* START Exercise materials *

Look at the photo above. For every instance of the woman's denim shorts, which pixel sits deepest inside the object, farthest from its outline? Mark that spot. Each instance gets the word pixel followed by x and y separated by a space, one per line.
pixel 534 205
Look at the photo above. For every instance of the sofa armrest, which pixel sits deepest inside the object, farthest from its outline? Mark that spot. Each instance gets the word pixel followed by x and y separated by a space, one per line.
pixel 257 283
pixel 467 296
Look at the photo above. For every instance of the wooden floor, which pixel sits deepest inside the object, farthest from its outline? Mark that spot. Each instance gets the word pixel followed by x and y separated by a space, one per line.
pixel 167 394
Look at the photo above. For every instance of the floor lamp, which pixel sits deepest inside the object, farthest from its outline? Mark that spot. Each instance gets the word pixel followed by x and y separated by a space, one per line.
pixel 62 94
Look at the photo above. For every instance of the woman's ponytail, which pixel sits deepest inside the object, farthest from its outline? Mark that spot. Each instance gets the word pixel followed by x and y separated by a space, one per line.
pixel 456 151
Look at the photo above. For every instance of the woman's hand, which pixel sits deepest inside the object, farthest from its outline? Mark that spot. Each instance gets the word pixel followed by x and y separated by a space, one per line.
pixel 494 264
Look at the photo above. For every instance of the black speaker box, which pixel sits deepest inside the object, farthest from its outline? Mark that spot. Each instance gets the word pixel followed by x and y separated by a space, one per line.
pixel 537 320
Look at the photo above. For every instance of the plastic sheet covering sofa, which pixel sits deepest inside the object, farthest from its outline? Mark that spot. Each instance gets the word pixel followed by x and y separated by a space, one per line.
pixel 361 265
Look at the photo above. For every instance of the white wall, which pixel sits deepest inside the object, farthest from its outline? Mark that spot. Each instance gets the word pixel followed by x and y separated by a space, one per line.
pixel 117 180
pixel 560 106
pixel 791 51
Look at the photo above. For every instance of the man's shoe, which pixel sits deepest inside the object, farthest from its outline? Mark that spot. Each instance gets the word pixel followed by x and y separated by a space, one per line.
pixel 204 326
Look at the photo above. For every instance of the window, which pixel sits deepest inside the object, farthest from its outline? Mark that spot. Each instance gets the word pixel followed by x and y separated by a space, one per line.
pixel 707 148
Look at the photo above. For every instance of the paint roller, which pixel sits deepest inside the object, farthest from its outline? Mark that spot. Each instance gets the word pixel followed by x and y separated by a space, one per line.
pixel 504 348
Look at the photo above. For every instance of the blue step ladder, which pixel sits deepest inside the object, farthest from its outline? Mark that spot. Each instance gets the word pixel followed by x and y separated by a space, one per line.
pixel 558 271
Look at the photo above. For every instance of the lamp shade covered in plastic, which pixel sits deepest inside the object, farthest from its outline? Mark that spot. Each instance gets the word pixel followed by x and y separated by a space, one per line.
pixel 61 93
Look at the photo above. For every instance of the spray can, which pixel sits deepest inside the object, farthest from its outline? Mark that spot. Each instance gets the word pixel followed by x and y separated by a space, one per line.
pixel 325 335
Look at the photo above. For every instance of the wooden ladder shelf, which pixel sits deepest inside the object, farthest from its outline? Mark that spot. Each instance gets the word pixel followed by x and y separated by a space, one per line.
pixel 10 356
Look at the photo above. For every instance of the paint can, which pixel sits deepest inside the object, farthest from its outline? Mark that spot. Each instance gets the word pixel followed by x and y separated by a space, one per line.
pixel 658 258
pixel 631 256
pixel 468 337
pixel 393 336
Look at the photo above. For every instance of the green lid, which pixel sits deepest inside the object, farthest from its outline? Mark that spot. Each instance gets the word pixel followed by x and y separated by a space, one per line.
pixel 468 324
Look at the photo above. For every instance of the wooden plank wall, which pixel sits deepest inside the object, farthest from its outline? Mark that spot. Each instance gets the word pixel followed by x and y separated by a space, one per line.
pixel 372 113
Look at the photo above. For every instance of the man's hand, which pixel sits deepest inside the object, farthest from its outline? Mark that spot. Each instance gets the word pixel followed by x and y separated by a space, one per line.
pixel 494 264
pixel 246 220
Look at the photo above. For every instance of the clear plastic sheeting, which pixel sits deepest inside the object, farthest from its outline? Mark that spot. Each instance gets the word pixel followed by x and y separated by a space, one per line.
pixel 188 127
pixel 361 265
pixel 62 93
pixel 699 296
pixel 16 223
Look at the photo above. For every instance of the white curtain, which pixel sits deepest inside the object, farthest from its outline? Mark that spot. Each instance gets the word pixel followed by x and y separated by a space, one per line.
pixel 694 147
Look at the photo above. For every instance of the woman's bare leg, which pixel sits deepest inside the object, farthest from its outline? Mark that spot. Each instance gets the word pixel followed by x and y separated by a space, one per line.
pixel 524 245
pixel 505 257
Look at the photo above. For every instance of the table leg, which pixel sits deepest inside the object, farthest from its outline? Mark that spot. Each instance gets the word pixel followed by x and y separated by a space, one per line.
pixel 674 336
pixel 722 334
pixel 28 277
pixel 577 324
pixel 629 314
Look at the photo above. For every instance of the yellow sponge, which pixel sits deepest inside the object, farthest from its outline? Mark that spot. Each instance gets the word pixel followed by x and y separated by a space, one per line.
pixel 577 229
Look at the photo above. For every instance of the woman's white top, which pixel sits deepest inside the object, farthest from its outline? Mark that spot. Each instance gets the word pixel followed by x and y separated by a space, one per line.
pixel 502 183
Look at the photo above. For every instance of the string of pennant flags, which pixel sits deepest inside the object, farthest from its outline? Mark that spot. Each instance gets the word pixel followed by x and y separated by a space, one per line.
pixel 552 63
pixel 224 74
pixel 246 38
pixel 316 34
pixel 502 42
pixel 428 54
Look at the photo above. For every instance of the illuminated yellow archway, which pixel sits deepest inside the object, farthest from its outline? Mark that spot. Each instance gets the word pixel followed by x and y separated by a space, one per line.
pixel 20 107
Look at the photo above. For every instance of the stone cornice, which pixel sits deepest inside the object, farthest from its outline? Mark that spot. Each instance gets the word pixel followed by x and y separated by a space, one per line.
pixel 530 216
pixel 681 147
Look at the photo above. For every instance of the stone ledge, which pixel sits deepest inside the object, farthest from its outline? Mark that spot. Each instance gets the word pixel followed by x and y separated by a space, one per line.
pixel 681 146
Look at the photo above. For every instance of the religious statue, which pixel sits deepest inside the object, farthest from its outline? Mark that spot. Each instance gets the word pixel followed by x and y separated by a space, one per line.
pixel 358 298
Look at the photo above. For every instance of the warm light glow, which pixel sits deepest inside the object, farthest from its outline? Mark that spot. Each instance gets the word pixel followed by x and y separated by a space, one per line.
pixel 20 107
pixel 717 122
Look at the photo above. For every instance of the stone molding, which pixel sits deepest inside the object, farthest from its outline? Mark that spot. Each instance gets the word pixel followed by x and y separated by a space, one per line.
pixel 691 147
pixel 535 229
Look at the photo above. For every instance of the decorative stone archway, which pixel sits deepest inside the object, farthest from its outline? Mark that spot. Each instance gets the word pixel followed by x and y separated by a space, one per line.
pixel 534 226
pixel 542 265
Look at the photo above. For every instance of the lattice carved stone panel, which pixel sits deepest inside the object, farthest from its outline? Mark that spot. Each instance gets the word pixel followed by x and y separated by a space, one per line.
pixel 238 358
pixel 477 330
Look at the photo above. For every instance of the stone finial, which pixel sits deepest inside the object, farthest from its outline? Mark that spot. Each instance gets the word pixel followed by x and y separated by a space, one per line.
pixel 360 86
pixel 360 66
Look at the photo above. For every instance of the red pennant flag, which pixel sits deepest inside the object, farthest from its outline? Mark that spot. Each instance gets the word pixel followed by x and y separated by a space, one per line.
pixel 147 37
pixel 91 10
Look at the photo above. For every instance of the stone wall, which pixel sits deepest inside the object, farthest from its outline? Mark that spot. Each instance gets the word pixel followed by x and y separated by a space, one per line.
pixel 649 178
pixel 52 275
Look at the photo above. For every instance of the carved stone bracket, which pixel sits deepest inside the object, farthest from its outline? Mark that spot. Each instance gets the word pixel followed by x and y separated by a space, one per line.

* END Exercise materials *

▶ **Prompt**:
Reproduce the lines from the very first one down to the line containing "pixel 467 296", but change "outline" to "edge" and leave everything else as it is.

▶ **Full solution**:
Look at the photo above. For every instance of the woman's denim shorts, which pixel sits deepest inside the object, farthest from its edge? Mark that spot. Each instance gets the word pixel followed by x and y separated by a space, one per line.
pixel 534 205
Look at the photo above. For every instance of the sofa armrest, which pixel sits deepest inside the object, farthest from its edge? Mark that spot. Each instance gets the word pixel followed by x and y separated by a space, one per line.
pixel 257 283
pixel 467 296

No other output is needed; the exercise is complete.